%%
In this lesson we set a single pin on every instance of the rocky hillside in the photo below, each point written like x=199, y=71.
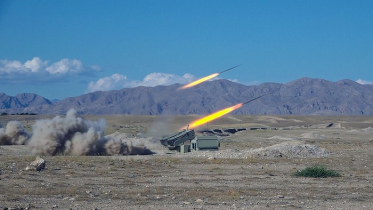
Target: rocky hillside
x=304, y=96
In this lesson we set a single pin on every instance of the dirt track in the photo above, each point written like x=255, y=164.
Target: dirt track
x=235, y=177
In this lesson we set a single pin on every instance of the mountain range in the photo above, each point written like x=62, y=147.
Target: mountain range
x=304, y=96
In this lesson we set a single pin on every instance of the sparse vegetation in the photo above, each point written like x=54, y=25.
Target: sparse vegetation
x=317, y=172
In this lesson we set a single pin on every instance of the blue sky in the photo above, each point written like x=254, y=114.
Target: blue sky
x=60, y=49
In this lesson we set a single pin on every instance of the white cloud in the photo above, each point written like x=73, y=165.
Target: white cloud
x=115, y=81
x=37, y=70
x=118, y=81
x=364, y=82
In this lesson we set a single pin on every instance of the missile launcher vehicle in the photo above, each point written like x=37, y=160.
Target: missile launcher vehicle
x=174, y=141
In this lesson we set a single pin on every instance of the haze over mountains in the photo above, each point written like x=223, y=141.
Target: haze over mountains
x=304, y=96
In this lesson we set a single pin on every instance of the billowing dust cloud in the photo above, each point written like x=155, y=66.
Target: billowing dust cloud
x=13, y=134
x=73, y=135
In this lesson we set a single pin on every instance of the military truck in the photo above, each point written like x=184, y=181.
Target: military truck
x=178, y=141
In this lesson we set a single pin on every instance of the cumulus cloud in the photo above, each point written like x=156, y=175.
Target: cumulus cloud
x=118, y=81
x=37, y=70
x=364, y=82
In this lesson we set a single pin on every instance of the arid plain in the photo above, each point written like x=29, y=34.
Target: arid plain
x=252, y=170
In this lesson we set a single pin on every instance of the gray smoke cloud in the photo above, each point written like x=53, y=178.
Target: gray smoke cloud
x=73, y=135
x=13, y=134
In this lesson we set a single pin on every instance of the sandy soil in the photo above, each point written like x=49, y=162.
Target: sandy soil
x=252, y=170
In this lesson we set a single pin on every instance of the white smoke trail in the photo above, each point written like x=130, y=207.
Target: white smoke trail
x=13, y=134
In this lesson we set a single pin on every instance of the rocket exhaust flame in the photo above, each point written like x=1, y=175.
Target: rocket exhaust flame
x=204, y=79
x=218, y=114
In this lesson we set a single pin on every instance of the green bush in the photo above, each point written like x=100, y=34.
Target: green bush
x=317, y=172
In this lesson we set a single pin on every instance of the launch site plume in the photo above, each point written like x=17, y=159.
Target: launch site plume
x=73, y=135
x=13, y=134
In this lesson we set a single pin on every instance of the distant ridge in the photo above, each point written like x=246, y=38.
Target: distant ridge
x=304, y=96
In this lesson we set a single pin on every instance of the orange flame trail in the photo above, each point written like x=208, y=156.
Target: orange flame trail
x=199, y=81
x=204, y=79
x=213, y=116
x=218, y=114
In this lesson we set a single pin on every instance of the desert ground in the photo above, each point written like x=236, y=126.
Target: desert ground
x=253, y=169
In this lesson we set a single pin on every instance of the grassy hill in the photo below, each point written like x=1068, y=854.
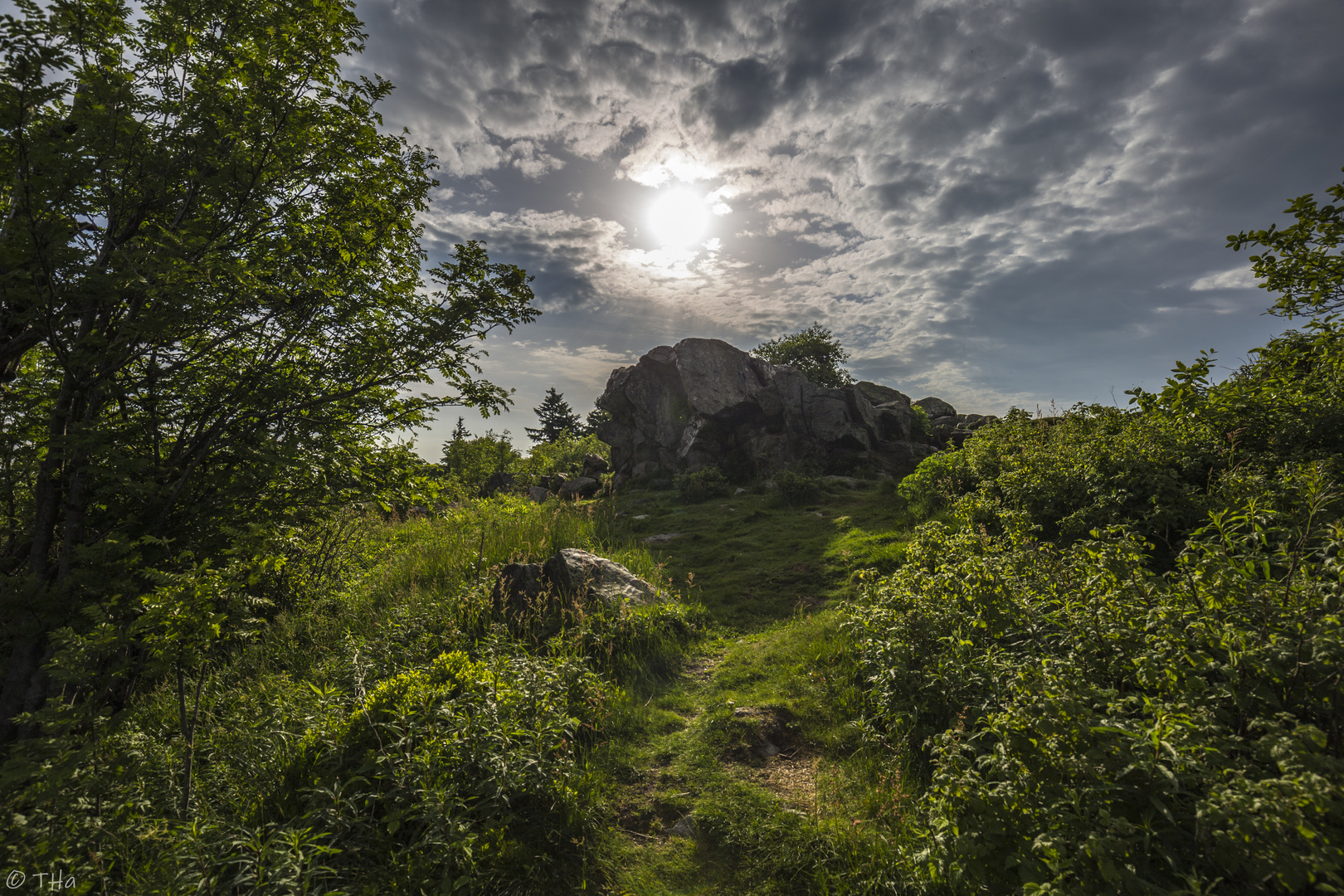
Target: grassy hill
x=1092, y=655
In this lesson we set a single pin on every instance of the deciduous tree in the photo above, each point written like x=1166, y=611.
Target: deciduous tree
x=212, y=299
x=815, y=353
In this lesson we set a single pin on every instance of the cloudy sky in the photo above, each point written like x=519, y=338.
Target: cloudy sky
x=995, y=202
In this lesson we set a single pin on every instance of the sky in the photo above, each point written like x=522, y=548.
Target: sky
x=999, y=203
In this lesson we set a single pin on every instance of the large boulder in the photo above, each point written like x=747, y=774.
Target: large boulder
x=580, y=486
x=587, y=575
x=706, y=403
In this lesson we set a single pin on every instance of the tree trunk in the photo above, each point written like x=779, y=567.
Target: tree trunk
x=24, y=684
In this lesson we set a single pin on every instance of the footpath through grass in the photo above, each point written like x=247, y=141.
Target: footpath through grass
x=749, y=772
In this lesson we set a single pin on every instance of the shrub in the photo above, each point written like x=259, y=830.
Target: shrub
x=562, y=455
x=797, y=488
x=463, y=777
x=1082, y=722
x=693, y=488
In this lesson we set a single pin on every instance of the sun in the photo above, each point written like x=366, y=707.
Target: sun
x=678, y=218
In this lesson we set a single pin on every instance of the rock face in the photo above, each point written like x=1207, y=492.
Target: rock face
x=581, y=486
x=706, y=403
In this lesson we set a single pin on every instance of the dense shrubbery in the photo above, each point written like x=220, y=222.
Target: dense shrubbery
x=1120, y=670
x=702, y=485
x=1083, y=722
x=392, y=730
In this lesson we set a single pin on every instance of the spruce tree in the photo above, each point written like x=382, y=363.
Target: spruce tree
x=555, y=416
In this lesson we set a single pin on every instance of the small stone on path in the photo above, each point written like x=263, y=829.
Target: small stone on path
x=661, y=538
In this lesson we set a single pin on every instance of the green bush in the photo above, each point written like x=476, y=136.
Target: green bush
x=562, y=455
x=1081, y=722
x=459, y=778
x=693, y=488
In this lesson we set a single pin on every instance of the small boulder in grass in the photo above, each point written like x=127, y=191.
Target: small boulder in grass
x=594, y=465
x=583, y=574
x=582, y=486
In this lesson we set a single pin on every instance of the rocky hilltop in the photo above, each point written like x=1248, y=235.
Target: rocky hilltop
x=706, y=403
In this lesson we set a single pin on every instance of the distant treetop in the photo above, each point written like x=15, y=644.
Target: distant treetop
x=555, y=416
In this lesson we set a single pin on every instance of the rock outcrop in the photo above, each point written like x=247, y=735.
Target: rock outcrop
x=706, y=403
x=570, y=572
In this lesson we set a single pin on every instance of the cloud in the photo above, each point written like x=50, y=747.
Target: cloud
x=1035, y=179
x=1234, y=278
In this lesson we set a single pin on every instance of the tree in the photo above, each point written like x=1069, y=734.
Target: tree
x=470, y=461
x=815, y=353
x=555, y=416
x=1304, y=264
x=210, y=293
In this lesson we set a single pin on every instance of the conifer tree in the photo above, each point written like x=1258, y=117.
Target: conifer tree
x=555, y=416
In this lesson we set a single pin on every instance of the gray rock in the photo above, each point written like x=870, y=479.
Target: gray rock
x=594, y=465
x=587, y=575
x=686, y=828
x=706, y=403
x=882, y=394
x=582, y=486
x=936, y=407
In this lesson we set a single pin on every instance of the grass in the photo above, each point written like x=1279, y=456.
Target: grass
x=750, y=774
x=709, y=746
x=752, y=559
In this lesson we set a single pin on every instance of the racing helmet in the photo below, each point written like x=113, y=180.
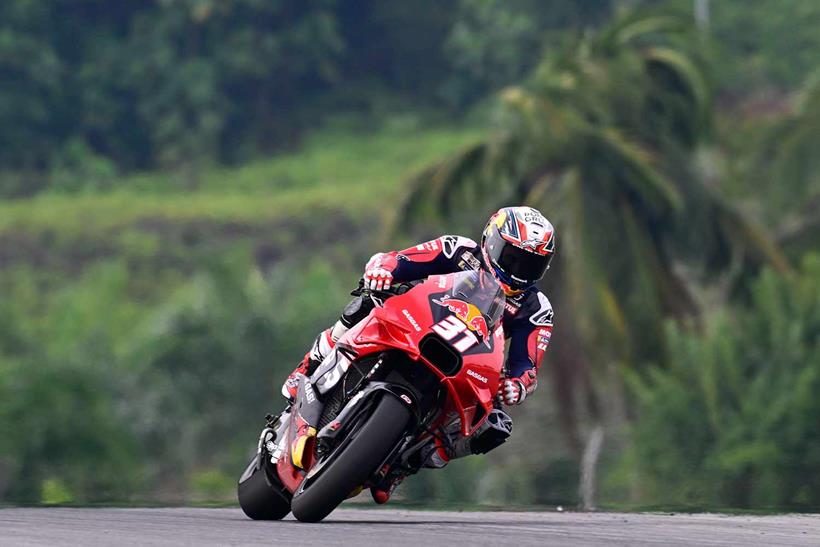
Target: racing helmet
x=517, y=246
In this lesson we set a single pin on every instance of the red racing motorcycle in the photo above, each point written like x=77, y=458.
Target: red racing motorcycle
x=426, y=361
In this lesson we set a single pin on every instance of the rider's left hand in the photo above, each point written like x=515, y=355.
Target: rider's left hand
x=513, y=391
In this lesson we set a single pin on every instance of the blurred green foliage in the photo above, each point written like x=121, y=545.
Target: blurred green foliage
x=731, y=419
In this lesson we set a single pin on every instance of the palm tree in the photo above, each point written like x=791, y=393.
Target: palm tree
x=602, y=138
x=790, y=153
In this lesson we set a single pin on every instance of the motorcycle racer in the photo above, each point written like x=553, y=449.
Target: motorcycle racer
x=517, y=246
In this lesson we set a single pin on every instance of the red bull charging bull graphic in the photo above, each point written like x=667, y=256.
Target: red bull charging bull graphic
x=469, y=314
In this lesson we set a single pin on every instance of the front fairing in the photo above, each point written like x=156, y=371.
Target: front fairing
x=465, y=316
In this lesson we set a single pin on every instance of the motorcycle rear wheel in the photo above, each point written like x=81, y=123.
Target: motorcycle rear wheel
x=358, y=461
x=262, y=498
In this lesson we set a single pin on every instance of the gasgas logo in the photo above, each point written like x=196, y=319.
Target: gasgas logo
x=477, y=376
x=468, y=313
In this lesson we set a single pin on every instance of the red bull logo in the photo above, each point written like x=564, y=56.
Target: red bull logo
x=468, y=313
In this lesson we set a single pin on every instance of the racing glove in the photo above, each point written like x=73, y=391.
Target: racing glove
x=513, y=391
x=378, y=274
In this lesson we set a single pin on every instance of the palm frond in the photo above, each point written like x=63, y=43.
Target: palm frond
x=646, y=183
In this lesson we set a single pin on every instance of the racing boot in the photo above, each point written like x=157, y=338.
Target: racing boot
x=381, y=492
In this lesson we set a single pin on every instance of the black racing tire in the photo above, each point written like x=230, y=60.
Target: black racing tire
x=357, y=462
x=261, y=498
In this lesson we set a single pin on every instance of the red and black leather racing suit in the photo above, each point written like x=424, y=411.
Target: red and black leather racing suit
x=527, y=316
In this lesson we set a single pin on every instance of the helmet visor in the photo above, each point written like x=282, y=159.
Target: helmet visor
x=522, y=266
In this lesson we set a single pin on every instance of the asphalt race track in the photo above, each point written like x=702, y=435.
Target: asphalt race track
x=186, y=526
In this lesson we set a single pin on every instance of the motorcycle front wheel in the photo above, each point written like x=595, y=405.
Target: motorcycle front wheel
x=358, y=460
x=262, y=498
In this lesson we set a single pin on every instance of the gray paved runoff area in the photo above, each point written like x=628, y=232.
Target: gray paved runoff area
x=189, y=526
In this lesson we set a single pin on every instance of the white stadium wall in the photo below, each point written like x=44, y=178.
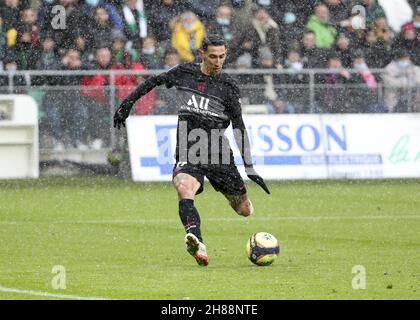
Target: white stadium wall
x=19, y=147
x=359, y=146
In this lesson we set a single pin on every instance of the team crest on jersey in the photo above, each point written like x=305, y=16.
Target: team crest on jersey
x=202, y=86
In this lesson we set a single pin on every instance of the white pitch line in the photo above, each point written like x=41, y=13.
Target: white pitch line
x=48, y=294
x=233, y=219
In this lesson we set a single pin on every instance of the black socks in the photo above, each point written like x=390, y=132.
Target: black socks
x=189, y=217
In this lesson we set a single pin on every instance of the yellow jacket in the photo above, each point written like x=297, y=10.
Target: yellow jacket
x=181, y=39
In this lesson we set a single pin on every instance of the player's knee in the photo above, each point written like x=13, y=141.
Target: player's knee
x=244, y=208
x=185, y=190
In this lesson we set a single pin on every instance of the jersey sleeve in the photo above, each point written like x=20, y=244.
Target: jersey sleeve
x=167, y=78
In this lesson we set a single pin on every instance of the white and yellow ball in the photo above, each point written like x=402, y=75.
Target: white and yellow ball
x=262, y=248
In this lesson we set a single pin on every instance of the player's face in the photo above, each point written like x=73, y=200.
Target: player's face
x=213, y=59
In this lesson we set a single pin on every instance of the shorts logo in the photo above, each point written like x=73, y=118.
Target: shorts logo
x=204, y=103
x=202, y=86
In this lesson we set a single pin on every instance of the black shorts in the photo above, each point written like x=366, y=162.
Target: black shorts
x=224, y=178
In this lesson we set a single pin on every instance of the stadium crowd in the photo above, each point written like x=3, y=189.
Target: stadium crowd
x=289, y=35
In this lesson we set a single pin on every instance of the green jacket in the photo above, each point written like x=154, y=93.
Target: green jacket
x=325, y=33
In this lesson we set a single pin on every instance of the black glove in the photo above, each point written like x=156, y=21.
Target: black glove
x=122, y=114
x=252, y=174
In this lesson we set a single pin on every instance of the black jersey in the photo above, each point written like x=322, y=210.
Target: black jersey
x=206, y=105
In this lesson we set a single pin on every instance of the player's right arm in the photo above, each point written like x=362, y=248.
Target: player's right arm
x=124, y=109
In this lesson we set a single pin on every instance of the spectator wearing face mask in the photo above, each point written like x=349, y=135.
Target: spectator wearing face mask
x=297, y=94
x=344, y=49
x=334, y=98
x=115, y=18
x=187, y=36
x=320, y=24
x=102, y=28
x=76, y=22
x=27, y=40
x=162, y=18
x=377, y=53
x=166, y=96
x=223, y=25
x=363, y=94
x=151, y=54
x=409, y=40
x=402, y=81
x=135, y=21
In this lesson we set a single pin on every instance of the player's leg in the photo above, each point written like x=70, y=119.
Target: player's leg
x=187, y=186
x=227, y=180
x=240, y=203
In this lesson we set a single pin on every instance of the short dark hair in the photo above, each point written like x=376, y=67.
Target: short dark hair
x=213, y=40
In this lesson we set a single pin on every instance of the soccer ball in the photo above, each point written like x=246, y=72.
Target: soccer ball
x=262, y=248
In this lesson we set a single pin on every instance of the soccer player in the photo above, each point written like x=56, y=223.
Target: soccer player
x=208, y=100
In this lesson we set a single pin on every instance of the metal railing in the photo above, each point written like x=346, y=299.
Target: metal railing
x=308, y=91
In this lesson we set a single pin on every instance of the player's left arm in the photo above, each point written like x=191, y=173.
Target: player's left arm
%%
Find the line that contains "like x=246, y=72.". Repeat it and every line after it, exactly as written, up to and including the last line of the records above.

(Solution):
In this lesson we set a single pin on every instance of the soccer ball in the photo above, each point written like x=246, y=72.
Target: soccer ball
x=262, y=248
In this lesson we set a single pin on every instance of the soccer player in the photo above, each point written like x=56, y=223.
Target: soccer player
x=208, y=100
In this lesson we set a single pin on every instance of the metal railing in the photo above, each point written like x=346, y=299.
Target: metal railing
x=308, y=91
In this lesson we set a single pin on every instance of the player's left arm in the photo above, each point written like x=191, y=173.
Target: player's left arm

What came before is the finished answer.